▸ **Written problem**:
Answer these from the post on Emacs buffer gaps:
1. How many characters long is the buffer that might hold the 30-character example text?
2. What does Emacs use to enlarge the array once the gap fills up?
3. The cost of moving the gap is proportional to what?

▸ **Selected excerpt**:
────────
Newsgroups: oberlin.cs
From: jimb@totoro.cs.oberlin.edu (Jim Blandy)
Subject: Re: Neat schemes for implementing buffers in an editor
In-Reply-To: carlton@husc8.harvard.edu's message of Wed, 16 Dec 1992 22:36:50 GMT
Nntp-Posting-Host: totoro.cs.oberlin.edu
Organization: I see no organization here.
Distribution: oberlin
Date: Thu, 17 Dec 1992 13:24:22 GMT


In article <CARLTON.92Dec16173650@husc8.harvard.edu> carlton@husc8.harvard.edu (david carlton) writes:

>I'm writing an editor.  I need to implement buffers, of course.  What
>are people's favorite tricks for how to store the buffer internally?

You know how Emacs does it, right?  It keeps the entire text of the
buffer in memory, in one big array of characters.  The array is larger
than necessary to hold the text of the buffer; the extra space is
called the "gap".

Suppose your buffer contains the text

	"Beauty sat bathing by a spring"

Emacs might store this 30-character text in a 50-character buffer like
this:

	"Beauty sat bathing by a spring                    "
				       |^^^^ the gap ^^^^^|

Emacs always ignores the characters in the gap - this buffer is only
30 characters long, and the last character in it is a "g".  The
buffer's text is only that which is outside the gap.

Now, suppose your cursor is at the end of the buffer (after the "g" in
spring) and you type the text " where" (six characters).  Emacs would
just stick the characters into the beginning of the gap, and shrink
the gap, resulting in this:

	"Beauty sat bathing by a spring where              "
					     |^^^the gap^^|

If you hit "delete" to delete the "e" in "where", we just expand the
gap to enclose it:

	"Beauty sat bathing by a spring wher               "
					    |^^^the gap^^^|

Now, this is all fine and dandy, but what happens if you want to add
or delete text in the middle?  Well, the gap doesn't have to be at the
end of the buffer; we can move some text to the end, thereby shifting
the gap backwards:

	"Beauty sat bathing by a                spring wher"
				 |^^^the gap^^^|

Once that's done, inserting and deleting just before "spring" is as
cheap as it was at the end of the buffer.  If you type the characters
"bed", we'd just stick them into the front of the gap, as before:

	"Beauty sat bathing by a bed            spring wher"
				    |^^the gap^|

Note that the text of the buffer is now "Beauty sat bathing by a
bedspring wher"; Emacs always skips the gap, so you never have to deal
with it.

If I want to delete the word "spring", I just enlarge the gap to
enclose it:

	"Beauty sat bathing by a bed                   wher"
				    |^^^^^the gap^^^^|

Emacs is perfectly happy to let you move the cursor around without
moving the gap; it only shifts the gap around when there is actual
insertion or deletion to be done.

When you fill up the gap, Emacs just uses realloc to enlarge the
array, and then enlarges the gap to fit.


How efficient is this?

Well, for starters, notice that when you shift the gap back and forth,
you're actually just moving text in the other direction.  So the cost
of moving the gap is proportional to the _distance_ you move it, not
the size of the buffer.  Since the majority of editing consists of
fiddling about in a small area, and then jumping elsewhere and
fiddling about there, the majority of gap shifts are for very small
distances, so they don't cost much.
────────
▸ **Data provided**:
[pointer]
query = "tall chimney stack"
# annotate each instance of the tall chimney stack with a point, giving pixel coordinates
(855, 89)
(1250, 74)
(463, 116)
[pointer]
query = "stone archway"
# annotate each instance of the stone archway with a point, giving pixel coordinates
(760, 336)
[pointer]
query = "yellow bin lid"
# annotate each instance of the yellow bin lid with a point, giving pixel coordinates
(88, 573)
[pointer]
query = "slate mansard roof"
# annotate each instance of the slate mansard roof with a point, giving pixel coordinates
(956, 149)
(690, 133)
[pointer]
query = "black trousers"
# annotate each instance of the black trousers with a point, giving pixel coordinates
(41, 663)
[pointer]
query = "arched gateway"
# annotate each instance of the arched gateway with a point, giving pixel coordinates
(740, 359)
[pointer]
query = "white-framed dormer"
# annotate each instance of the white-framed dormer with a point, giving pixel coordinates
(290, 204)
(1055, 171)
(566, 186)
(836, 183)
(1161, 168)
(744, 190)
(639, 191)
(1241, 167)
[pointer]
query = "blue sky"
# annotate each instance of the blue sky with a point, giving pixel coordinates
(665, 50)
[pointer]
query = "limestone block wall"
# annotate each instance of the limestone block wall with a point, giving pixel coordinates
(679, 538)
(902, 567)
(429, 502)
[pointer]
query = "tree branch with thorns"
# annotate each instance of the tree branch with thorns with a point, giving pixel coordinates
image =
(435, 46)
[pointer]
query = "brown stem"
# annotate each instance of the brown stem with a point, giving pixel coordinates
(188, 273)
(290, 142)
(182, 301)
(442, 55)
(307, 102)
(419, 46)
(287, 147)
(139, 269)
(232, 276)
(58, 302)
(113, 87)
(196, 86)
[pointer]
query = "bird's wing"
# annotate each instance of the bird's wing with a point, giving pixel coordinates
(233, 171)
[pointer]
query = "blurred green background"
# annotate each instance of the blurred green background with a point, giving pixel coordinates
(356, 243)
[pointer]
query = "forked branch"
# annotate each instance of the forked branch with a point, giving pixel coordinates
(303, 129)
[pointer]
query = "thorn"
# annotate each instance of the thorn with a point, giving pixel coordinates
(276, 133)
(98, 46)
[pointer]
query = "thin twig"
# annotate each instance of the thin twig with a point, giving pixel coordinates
────────
▸ **Exercise response**:
1. 50 characters.
2. realloc.
3. The distance the gap is moved, not the size of the buffer.